[Part of a data file]
· · · ·

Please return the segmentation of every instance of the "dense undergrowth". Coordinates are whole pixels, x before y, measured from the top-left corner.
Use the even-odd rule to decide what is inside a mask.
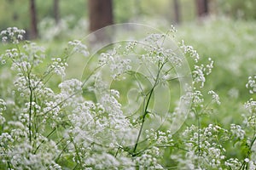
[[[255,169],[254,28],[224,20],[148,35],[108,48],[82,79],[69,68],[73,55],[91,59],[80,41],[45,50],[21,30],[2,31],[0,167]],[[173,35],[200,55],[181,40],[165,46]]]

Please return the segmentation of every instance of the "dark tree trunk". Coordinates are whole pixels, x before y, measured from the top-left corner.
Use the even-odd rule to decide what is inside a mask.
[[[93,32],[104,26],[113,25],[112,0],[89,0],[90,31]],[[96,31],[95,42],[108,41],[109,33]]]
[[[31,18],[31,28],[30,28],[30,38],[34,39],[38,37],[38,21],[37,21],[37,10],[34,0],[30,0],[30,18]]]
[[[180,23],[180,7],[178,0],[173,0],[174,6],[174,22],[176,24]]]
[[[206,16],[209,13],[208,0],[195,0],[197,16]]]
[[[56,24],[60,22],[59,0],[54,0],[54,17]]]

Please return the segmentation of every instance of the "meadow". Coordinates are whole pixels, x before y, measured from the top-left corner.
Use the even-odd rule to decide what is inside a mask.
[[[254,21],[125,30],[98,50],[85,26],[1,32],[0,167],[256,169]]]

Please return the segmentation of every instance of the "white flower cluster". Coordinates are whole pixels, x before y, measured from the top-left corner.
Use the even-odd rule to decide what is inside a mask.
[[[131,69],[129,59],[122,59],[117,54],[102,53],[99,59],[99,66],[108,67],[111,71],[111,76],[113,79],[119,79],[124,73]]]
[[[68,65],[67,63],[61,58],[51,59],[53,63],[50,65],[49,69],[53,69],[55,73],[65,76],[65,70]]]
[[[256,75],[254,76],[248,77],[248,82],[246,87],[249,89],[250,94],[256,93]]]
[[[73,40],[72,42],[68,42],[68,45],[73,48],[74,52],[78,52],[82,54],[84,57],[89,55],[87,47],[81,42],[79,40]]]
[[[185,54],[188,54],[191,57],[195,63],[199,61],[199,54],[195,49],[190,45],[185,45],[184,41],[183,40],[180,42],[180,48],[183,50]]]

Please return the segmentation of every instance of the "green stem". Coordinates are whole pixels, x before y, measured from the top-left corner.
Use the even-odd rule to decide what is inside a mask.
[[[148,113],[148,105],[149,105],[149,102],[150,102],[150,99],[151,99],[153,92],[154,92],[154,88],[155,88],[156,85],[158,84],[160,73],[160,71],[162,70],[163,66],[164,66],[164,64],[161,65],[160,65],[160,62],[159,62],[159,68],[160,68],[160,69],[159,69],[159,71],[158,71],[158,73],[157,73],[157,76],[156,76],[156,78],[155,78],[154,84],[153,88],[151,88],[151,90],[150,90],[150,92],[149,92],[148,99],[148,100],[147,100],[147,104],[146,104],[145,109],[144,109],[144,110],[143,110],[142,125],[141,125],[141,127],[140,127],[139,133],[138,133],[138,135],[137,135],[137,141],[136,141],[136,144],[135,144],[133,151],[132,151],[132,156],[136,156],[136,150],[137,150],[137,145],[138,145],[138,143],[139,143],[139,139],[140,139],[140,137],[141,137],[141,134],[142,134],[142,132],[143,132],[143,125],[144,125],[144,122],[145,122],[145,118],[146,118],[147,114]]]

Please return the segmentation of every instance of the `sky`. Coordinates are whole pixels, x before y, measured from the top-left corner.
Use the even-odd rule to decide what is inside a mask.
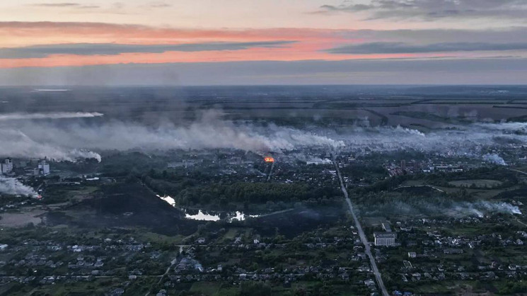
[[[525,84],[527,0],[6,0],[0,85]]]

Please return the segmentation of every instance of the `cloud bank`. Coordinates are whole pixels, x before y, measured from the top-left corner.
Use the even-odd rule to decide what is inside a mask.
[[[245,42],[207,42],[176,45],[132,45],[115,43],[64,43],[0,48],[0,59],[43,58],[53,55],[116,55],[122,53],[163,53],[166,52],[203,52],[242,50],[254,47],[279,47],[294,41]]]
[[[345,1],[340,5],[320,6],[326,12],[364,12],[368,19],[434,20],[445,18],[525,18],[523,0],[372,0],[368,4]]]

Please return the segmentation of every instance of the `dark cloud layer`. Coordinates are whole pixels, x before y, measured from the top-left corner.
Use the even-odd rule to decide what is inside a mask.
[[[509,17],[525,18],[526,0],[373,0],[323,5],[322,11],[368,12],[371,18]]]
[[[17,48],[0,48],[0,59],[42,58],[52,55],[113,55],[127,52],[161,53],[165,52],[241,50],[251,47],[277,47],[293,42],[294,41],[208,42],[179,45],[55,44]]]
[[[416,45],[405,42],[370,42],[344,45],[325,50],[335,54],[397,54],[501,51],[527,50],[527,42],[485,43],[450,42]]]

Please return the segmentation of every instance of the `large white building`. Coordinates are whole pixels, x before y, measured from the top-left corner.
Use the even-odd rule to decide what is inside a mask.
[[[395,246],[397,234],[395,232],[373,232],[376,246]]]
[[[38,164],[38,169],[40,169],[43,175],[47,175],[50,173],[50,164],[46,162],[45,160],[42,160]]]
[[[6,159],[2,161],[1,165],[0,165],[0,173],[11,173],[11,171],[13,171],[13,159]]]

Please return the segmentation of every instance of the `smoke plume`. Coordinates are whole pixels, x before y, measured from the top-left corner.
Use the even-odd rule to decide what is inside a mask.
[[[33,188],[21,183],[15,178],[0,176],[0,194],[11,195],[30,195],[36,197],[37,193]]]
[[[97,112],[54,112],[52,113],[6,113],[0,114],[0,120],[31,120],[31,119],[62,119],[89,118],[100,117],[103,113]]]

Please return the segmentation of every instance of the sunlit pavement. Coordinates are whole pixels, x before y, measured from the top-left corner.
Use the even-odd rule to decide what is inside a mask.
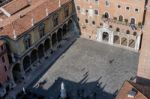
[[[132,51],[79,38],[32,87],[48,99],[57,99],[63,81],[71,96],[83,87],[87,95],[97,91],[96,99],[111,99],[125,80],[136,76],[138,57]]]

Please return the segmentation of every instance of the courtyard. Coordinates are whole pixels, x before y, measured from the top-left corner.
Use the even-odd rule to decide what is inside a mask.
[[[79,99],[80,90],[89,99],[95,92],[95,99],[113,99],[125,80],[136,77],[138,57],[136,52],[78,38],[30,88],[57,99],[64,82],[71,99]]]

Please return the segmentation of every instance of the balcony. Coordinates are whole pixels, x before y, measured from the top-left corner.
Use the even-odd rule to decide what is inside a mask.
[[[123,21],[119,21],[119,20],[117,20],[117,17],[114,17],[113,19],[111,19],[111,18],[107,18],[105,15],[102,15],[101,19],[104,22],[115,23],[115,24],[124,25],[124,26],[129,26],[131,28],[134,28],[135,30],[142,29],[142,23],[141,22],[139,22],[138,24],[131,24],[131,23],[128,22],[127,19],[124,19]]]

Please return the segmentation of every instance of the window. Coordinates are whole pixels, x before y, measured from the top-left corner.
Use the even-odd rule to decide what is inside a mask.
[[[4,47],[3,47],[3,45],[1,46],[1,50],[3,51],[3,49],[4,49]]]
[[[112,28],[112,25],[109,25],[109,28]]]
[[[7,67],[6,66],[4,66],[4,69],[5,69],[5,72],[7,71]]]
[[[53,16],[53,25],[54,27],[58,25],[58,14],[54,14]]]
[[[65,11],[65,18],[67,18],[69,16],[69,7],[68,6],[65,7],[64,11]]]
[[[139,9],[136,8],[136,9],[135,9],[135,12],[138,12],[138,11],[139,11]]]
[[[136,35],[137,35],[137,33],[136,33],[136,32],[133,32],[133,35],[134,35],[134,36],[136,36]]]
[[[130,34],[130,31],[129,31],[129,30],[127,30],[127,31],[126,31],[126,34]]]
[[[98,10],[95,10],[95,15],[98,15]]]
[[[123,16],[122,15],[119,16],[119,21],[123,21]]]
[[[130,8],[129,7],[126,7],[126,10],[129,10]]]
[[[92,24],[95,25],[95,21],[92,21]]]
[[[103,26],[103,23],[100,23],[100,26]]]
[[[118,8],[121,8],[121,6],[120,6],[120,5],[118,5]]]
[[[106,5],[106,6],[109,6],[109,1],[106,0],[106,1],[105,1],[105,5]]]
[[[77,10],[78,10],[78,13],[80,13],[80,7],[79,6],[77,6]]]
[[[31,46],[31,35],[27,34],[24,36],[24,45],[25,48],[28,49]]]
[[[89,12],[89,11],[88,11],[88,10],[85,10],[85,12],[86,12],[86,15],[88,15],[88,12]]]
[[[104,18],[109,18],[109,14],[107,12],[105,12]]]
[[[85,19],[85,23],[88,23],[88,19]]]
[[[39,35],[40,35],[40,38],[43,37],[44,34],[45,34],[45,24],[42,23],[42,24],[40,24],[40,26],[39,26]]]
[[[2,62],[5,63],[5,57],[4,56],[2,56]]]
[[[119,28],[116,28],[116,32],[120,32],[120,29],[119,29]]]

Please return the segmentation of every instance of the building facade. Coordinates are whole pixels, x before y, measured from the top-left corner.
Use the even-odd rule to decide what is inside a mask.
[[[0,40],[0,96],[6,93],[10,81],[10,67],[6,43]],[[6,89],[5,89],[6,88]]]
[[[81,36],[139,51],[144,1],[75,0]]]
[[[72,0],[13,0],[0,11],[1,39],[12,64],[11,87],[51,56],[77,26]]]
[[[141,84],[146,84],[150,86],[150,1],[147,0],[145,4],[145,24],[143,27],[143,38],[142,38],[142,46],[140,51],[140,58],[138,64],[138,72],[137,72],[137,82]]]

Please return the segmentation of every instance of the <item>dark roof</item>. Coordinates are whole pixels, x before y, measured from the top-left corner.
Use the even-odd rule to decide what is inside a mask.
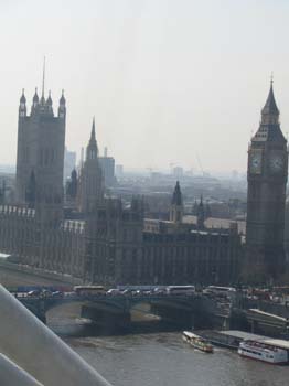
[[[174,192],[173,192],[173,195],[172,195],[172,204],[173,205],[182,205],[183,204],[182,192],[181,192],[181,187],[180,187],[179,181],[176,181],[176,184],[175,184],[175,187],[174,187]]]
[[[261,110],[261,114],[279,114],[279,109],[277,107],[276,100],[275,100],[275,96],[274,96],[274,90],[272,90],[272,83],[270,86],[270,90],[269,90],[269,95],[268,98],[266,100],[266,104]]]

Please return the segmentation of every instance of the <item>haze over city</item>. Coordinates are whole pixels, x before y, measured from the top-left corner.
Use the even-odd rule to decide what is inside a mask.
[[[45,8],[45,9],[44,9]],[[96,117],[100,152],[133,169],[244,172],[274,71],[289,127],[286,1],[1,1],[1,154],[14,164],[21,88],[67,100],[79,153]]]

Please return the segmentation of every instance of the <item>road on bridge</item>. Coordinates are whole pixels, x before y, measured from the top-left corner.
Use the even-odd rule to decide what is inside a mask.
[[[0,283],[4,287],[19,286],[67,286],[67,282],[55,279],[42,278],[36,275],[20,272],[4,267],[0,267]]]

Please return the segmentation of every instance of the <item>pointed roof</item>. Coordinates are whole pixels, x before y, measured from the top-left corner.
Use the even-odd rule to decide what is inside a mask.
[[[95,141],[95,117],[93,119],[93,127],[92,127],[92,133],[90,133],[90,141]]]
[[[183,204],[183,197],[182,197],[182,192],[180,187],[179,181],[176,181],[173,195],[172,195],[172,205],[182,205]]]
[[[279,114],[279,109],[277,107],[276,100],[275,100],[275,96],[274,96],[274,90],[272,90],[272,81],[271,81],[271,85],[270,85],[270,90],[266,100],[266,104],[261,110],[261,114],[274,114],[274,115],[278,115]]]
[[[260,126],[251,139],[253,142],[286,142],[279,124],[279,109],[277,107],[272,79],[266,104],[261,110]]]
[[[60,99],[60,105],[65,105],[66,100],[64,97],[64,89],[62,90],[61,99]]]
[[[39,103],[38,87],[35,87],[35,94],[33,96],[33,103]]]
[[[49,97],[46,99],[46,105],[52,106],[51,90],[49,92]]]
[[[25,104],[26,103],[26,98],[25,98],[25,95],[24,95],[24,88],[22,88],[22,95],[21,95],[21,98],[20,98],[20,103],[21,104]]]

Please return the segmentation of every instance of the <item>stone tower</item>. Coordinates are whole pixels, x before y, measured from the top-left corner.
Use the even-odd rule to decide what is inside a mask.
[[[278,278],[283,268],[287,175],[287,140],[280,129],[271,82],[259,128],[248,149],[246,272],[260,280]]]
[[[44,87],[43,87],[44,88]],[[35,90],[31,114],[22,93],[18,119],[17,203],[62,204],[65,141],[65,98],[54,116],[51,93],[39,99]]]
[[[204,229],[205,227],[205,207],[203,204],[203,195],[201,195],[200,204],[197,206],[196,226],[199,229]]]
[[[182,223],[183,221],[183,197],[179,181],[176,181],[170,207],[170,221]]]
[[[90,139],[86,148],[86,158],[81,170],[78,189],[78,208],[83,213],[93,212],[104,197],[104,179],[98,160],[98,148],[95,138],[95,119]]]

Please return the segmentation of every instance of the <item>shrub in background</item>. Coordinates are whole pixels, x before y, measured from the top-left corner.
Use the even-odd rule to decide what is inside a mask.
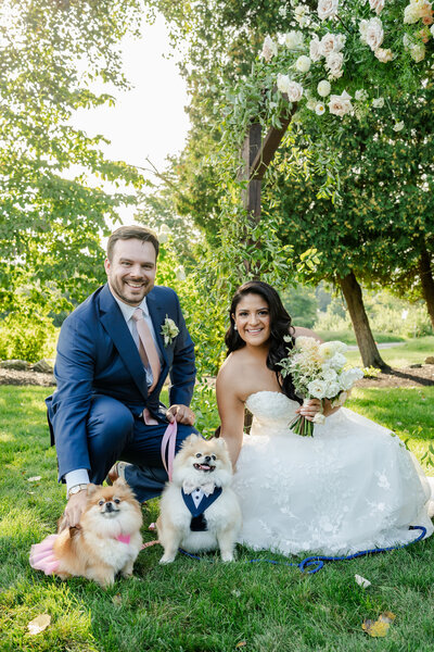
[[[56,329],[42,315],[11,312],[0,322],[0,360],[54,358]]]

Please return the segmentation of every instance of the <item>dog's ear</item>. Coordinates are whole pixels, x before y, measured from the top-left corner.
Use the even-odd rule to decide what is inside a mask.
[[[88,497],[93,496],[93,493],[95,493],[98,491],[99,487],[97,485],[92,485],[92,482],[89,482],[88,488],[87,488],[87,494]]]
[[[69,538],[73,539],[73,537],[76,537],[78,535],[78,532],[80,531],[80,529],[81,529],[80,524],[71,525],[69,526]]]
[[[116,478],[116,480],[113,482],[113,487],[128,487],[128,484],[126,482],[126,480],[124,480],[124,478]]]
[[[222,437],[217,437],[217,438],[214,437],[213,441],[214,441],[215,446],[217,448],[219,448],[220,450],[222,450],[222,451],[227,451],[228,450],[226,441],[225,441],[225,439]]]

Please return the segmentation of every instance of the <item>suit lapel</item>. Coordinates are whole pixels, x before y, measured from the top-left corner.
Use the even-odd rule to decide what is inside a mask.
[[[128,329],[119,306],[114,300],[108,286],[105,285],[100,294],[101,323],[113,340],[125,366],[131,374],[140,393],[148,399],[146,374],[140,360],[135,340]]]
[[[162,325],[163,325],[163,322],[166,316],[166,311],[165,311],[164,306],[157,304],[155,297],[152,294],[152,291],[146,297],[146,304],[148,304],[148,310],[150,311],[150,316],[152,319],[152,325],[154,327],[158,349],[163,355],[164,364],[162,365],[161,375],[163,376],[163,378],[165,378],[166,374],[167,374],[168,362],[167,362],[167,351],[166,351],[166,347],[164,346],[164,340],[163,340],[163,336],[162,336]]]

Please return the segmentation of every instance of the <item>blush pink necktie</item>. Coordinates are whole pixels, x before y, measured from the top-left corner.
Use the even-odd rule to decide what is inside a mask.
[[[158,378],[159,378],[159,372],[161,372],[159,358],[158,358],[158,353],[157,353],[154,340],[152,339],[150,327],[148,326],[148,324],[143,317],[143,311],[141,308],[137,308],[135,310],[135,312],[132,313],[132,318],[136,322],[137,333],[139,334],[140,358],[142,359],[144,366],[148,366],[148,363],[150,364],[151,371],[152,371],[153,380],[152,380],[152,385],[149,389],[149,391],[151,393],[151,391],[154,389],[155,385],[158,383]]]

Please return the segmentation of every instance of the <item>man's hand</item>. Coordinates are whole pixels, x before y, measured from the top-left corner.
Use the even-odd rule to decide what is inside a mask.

· · · ·

--- Problem to solve ---
Which lines of the data above contain the word "cloud"? Return every such line in full, treating uppercase and lowercase letters as different.

--- Written response ---
Please return the segmentation of every instance of the `cloud bank`. Coordinates are whole pixels, x before y, measured from the top-left corner.
Please return the segmentation of every instance of the `dark cloud layer`. Coordinates are whole pixels, x before y, measured from the top-left corner.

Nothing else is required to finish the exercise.